* Stated exercise 1: Reproduce the passage on early French printing word for word, starting at "Ulrich Gering" and ending at "in the 1470s.".
* Stated exercise 2: Pick up the passage on early French printing and its typefaces right after its final sentence and keep writing it.

* Excerpted text:

******

As to the type, Spira 110R Proto-Roman was first used by Johann for Cicero’s work. See the sample offered with an Open Type license.


Ulrich Gering

Martin Crantz

Michael Friburger

Timeline: 1470

These three partners established the first printing press in France. Invited to Paris in 1469 by the Rector of the Sorbonne, Johann Heynlin, and his colleague Guillaume Fichet, Gering together with Michael Friburger and Martin Crantz set up a printing press within the Sorbonne to produce texts selected and edited by his patrons. The press produced twenty-two works between 1470 and 1472. Gering is thought to have made the first typeface in France in the 1470s.


The Martin Crantz font has been expanded to meet the demands of modern day use but it also contains a number of specialized glyphs that allow for the recreation of text in the manner of his day with such characters as the -rum abbreviation and other handy Renaissance oddities. Since this face was designed prior to 1501 there is no italic variant in keeping with the spirit of historical accuracy.

******

* Material:
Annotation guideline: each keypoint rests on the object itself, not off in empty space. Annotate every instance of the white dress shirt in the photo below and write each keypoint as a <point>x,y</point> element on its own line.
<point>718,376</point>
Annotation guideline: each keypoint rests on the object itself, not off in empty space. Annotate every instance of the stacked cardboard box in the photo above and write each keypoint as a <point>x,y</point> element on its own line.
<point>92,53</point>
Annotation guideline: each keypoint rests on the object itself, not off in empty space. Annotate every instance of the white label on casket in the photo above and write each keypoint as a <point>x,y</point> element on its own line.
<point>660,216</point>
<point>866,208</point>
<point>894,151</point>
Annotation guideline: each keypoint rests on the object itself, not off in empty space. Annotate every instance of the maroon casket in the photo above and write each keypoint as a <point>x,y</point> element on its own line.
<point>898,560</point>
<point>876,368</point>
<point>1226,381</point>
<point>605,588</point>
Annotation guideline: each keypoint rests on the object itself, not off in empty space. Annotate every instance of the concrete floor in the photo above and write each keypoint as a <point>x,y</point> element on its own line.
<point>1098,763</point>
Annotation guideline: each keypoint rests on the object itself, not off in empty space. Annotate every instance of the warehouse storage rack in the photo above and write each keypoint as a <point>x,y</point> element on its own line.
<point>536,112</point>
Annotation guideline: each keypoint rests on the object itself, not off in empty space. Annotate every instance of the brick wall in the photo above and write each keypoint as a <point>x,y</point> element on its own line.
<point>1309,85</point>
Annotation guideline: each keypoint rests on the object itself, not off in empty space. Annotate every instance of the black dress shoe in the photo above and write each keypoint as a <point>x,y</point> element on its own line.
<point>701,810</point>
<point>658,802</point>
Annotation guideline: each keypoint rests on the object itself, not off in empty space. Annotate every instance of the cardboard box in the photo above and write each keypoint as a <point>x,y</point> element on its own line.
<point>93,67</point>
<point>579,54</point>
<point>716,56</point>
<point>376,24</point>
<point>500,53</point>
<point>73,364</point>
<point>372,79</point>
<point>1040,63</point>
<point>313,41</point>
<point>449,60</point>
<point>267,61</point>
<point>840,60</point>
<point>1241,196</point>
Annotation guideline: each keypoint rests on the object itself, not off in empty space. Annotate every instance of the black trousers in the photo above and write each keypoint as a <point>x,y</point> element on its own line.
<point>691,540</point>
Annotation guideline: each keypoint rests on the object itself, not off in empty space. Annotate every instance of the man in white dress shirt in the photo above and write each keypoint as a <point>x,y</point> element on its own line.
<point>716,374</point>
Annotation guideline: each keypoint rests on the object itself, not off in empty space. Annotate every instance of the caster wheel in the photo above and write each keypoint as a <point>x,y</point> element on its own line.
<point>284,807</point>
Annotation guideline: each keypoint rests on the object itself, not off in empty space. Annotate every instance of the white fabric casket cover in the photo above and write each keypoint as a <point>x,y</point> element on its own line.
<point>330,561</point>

******

* Final result 1:
Ulrich Gering

Martin Crantz

Michael Friburger

Timeline: 1470

These three partners established the first printing press in France. Invited to Paris in 1469 by the Rector of the Sorbonne, Johann Heynlin, and his colleague Guillaume Fichet, Gering together with Michael Friburger and Martin Crantz set up a printing press within the Sorbonne to produce texts selected and edited by his patrons. The press produced twenty-two works between 1470 and 1472. Gering is thought to have made the first typeface in France in the 1470s.

* Final result 2:
Bernado Cennini

Timeline: 1471

Bernardo Cennini (1414/15 – 1498) was an Italian goldsmith, sculptor and early printer of Florence, Italy. He produced the first book printed at Florence. Seeing some printed books, Cennini thought out the procedure for himself, cast his own type font, and working with others produced the first of the incunabula printed at Florence in 1471. The book was the Commentary of Virgil by Maurus Servius Honoratus. Rather than the predominant religious works of the period, early Florentine printing focused on classical texts, grammars and other humanistic works.


Colard Mansion

Timeline: 1474

Working in Bruges from 1457 to 1484, Colard Mansion produced many books and manuscripts, the most famous being De consolatione philosophiae (Consolation of Philosophy). The Cambridge copy is decorated beautifully by hand with illustrations based on those in a later edition printed by Arend de Keysere in Ghent in 1485 in Dutch. Scholars suggest that copies of de Keysere’s edition and this copy were probably decorated in the same workshop by a team of miniaturists. Mansion began printing in around 1475–6, collaborating with the English composer, William Caxton. 


He had two fonts and produced two formats of printed books, the medium-sized quarto and the large and luxurious folio. Twenty-three full texts survive his work.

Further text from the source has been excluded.